PETUNJUK TUGAS:
[A] Tentukan apakah setiap pernyataan berikut sesuai dengan kutipan tentang wangsa Syailendra. Jawab ya atau tidak, disertai kata-kata penentu dari kutipan itu yang dikutip persis.
(i) Sebagian besar raja wangsa ini menganut agama Buddha Mahayana.
(ii) George Cœdès cenderung berpendapat bahwa Śailendra di Nusantara berasal dari India.
(iii) Di luar Indonesia, nama wangsa ini ditemukan dalam prasasti Ligor.
[B] Tolong salin tanpa perubahan baris-baris catatan di antara baris yang memuat "Practice step: point out every instance of the beetle antenna" dan baris yang memuat "pixel 234 126", termasuk kedua baris tersebut.
--- KUTIPAN YANG DIBERIKAN ---
Śailendravamśa atau wangsa
Syailendra adalah nama wangsa atau dinasti raja-raja yang berkuasa di
Sriwijaya, pulau Sumatera; dan di Mdaŋ (Kerajaan Medang), Jawa Tengah sejak
tahun 752. Sebagian besar raja-rajanya adalah penganut dan pelindung agama
Buddha Mahayana. Meskipun peninggalan dan manifestasi wangsa ini kebanyakan
terdapat di dataran Kedu, Jawa Tengah, asal-usul wangsa ini masih
diperdebatkan. Disamping berasal dari Jawa, daerah lain seperti Sumatera atau
bahkan India dan Kamboja, sempat diajukan sebagai asal mula wangsa ini. Di
Indonesia nama Śailendravamsa dijumpai pertama kali di dalam prasasti Kalasan
dari tahun 778 Masehi (Śailendragurubhis; Śailendrawańśatilakasya;
Śailendrarajagurubhis). Kemudian nama itu ditemukan di dalam prasasti Kelurak dari
tahun 782 Masehi (Śailendrawańśatilakena), dalam prasasti Abhayagiriwihara dari
tahun 792 Masehi (dharmmatuńgadewasyaśailendra), prasasti Sojomerto dari tahun
725 Masehi (selendranamah) dan prasasti Kayumwuńan dari tahun 824 Masehi
(śailendrawańśatilaka). Di luar Indonesia nama ini ditemukan dalam prasasti
Ligor dari tahun 775 Masehi dan prasasti Nalanda. Mengenai asal usul keluarga
Śailendra banyak dipersoalkan oleh beberapa sarjana. Berbagai pendapat telah
dikemukakan oleh sejarawan dan arkeologis dari berbagai negara. Ada yang
mengatakan bahawa keluarga Śailendra berasal dari Sumatera, dari India, dan
dari Funan. George Cœdès lebih condong kepada anggapan bahwa Śailendra yang ada
di Nusantara itu berasal dari Funan (Kamboja). Karena terjadi kerusuhan yang
mengakibatkan runtuhnya kerajaan Funan, kemudian keluarga kerajaan ini
menyingkir ke Jawa, dan muncul sebagai penguasa di Medang pada pertengahan abad
ke-8 Masehi dengan menggunakan nama keluarga Śailendra. Namun teori ini tidak
terbukti kuat karena beberapa prasasti dan catatan sejarah menyatakan bahwa
sebelum bermukim di Jawa, keluarga Syailendra telah bermukim turun-temurun di
Sumatera.
--- BARIS TERSIMPAN ---
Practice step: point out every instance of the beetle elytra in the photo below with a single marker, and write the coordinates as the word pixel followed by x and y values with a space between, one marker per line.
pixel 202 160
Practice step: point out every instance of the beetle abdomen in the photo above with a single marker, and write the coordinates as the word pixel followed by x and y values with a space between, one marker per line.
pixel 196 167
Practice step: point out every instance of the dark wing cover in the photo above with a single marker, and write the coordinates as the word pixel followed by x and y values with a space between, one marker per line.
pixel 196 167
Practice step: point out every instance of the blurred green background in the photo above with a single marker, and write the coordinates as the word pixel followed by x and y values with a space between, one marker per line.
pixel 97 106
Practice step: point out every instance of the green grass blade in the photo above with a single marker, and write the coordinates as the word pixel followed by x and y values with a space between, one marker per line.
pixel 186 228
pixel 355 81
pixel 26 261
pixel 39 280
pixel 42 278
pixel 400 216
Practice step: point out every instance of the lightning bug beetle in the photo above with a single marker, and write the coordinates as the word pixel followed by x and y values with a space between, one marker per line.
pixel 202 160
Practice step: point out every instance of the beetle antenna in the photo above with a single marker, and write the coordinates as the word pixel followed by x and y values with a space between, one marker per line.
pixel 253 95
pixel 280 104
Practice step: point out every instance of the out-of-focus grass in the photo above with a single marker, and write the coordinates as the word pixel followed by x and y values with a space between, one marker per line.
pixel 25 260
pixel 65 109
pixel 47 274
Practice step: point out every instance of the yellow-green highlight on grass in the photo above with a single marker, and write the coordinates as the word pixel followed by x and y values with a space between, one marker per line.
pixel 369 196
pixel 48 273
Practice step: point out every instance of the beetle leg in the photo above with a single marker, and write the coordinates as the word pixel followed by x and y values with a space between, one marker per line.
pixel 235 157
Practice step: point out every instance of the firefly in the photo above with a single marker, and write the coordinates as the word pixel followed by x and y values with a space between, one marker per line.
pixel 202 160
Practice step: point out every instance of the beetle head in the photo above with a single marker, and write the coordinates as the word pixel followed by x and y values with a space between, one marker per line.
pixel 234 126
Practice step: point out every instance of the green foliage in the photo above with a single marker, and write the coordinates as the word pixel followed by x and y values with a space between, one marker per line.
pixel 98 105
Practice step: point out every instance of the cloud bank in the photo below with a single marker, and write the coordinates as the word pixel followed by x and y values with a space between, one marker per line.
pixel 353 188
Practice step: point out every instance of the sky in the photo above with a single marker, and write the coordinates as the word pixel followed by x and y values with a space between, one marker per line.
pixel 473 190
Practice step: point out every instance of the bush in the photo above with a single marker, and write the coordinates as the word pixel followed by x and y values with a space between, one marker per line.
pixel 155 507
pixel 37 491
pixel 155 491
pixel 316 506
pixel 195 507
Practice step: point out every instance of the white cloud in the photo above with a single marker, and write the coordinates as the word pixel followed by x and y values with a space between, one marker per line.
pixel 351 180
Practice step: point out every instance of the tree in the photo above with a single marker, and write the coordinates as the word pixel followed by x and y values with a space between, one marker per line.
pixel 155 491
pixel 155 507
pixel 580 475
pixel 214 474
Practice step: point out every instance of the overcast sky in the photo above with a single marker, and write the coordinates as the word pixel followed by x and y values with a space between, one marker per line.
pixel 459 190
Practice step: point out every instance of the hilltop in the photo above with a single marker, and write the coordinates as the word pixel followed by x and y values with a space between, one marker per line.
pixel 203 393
---
JAWABAN PER TUGAS:
[A]
(i) Ya: "Sebagian besar raja-rajanya adalah penganut dan pelindung agama Buddha Mahayana."
(ii) Tidak: "George Cœdès lebih condong kepada anggapan bahwa Śailendra yang ada di Nusantara itu berasal dari Funan (Kamboja)."
(iii) Ya: "Di luar Indonesia nama ini ditemukan dalam prasasti Ligor dari tahun 775 Masehi dan prasasti Nalanda."

[B]
Practice step: point out every instance of the beetle antenna in the photo above with a single marker, and write the coordinates as the word pixel followed by x and y values with a space between, one marker per line.
pixel 253 95
pixel 280 104
Practice step: point out every instance of the out-of-focus grass in the photo above with a single marker, and write the coordinates as the word pixel followed by x and y values with a space between, one marker per line.
pixel 25 260
pixel 65 109
pixel 47 274
Practice step: point out every instance of the yellow-green highlight on grass in the photo above with a single marker, and write the coordinates as the word pixel followed by x and y values with a space between, one marker per line.
pixel 369 196
pixel 48 273
Practice step: point out every instance of the beetle leg in the photo above with a single marker, and write the coordinates as the word pixel followed by x and y values with a space between, one marker per line.
pixel 235 157
Practice step: point out every instance of the firefly in the photo above with a single marker, and write the coordinates as the word pixel followed by x and y values with a space between, one marker per line.
pixel 202 160
Practice step: point out every instance of the beetle head in the photo above with a single marker, and write the coordinates as the word pixel followed by x and y values with a space between, one marker per line.
pixel 234 126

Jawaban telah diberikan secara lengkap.